- _WRITTEN PROBLEM_
Count the lines in the items below that contain the string "green". Give only the number.

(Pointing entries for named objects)
··········

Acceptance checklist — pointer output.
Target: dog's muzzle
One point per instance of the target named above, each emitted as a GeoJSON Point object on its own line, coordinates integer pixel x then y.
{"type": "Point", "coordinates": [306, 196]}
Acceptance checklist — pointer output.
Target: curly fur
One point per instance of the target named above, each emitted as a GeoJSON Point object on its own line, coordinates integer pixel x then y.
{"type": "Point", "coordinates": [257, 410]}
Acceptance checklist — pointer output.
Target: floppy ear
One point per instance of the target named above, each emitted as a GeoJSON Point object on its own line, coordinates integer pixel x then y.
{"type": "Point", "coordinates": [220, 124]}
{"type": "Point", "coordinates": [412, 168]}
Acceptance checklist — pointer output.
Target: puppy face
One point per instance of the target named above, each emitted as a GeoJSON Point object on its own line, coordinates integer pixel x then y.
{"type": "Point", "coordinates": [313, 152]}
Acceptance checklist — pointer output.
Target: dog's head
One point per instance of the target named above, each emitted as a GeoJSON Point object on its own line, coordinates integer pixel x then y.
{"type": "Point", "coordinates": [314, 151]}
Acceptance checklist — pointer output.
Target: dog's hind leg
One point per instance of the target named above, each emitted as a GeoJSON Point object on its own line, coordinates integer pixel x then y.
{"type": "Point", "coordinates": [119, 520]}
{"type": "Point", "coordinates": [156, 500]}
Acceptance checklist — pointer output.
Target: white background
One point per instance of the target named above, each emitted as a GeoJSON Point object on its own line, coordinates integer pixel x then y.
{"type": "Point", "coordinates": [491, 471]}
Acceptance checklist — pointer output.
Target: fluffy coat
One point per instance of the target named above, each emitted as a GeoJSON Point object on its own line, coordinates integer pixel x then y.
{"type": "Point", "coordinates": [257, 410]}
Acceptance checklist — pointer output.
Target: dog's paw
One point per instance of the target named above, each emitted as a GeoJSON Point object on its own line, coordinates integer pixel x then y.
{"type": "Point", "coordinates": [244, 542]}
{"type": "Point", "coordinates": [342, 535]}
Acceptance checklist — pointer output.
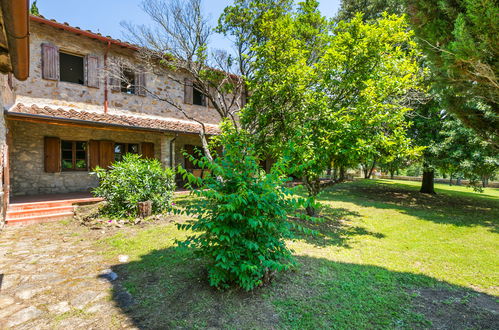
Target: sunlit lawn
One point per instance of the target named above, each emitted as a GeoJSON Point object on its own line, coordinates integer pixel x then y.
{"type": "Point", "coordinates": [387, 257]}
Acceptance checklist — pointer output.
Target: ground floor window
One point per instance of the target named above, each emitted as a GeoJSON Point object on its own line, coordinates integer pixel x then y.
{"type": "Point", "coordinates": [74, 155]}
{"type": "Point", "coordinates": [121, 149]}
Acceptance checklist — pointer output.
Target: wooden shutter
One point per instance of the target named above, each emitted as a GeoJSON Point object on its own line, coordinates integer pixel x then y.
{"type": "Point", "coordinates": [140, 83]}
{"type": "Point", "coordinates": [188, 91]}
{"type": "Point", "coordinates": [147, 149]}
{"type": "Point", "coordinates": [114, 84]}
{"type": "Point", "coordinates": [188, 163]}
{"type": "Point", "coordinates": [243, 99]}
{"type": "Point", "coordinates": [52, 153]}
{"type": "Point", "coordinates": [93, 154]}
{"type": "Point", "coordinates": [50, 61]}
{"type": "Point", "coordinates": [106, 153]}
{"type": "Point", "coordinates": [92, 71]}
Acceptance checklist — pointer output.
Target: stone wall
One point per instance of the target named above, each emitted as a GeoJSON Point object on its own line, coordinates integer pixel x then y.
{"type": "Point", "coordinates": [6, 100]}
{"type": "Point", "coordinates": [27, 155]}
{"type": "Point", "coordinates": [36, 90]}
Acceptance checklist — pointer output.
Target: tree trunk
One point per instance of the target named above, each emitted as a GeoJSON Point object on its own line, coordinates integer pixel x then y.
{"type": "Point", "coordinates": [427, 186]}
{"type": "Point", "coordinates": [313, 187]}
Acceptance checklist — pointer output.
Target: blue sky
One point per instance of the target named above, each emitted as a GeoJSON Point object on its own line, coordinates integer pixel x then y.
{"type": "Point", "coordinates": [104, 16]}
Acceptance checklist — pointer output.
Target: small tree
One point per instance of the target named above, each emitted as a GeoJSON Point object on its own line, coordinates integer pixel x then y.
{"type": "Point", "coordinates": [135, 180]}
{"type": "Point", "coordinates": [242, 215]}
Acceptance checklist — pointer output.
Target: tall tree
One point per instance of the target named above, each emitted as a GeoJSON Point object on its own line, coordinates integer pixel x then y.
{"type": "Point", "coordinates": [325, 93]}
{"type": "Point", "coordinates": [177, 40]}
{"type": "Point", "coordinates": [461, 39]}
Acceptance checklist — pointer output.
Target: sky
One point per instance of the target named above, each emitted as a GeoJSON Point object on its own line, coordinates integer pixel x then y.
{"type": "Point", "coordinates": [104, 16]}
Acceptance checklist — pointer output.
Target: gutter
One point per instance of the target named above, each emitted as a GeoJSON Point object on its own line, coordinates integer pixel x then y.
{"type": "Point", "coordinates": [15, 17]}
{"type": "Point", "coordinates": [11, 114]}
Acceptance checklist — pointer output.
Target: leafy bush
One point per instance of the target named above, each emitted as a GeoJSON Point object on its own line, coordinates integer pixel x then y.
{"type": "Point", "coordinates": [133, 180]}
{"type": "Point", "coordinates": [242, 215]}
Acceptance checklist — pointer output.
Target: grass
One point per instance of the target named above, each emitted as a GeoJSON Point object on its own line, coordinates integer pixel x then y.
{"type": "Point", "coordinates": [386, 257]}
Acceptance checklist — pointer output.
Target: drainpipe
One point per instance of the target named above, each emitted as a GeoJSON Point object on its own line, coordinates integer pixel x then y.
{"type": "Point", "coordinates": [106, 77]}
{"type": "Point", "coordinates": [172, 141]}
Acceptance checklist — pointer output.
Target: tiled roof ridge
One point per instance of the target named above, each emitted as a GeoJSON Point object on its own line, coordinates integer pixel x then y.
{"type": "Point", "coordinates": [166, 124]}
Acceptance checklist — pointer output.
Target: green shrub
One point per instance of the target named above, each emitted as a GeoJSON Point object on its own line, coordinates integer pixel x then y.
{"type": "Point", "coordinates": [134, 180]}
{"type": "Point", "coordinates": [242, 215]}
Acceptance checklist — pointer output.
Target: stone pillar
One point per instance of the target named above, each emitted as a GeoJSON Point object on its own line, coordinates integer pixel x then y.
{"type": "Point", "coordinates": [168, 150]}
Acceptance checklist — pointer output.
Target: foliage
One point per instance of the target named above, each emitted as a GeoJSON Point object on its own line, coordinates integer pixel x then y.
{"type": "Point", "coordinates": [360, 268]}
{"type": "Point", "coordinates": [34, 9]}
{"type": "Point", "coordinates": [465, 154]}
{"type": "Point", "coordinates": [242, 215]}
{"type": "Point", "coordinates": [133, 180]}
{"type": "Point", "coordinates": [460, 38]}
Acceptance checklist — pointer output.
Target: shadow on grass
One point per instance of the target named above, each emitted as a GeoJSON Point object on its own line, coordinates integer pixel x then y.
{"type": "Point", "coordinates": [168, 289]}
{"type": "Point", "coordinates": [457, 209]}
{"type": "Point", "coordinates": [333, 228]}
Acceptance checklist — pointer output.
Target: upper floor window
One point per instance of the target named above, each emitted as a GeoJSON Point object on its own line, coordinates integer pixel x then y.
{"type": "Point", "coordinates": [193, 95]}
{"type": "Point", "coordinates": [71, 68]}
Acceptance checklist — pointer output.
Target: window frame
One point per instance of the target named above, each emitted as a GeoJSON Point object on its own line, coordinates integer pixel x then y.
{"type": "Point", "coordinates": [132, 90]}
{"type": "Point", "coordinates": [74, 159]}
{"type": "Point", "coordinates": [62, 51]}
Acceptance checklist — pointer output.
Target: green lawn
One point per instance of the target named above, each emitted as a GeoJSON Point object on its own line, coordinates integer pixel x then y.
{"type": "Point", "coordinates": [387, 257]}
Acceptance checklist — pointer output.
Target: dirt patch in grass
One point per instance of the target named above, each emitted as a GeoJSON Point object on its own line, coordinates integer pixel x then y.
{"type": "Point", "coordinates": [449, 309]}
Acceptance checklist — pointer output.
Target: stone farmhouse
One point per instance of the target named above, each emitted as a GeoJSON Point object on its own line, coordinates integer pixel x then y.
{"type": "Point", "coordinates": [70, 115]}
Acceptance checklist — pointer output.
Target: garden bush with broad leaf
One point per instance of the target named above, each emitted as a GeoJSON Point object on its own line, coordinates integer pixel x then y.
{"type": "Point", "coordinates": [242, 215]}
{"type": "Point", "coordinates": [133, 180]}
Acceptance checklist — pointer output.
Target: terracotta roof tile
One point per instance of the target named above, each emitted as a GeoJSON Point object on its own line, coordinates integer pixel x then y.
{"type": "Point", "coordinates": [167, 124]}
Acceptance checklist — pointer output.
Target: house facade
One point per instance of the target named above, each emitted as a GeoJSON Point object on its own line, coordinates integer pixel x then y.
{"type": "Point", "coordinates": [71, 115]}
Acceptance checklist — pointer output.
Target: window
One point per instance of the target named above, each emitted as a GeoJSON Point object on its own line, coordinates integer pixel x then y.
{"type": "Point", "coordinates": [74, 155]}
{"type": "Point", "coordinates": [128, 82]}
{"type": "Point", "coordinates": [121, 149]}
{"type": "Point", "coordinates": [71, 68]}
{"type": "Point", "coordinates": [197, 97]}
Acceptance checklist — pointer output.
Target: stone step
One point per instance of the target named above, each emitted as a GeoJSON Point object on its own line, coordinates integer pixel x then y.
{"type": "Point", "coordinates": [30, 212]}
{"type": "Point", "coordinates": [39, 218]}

··········

- _COMPLETED TASK_
2